Object pointing dataset rows
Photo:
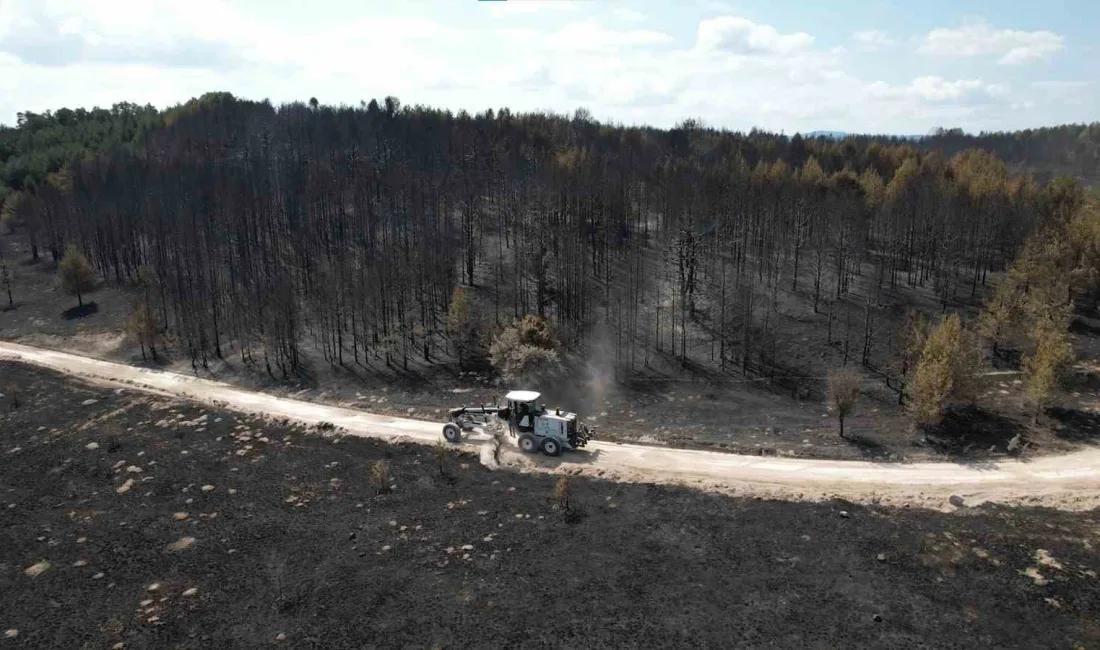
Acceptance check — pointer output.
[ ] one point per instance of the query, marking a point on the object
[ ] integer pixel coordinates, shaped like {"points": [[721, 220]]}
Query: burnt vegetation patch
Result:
{"points": [[248, 532]]}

Work to be completed = Please update the listing by replacing "Result" with "Answer" and changing nothing else. Leave the pictures out of your answer.

Exercise output =
Photo:
Acceptance check — pointer output.
[ ] one point per instance of the query, marking a point on the object
[ ] integer pixel coordinates, shaped like {"points": [[721, 220]]}
Query: burnt vegetation patch
Answer:
{"points": [[248, 532]]}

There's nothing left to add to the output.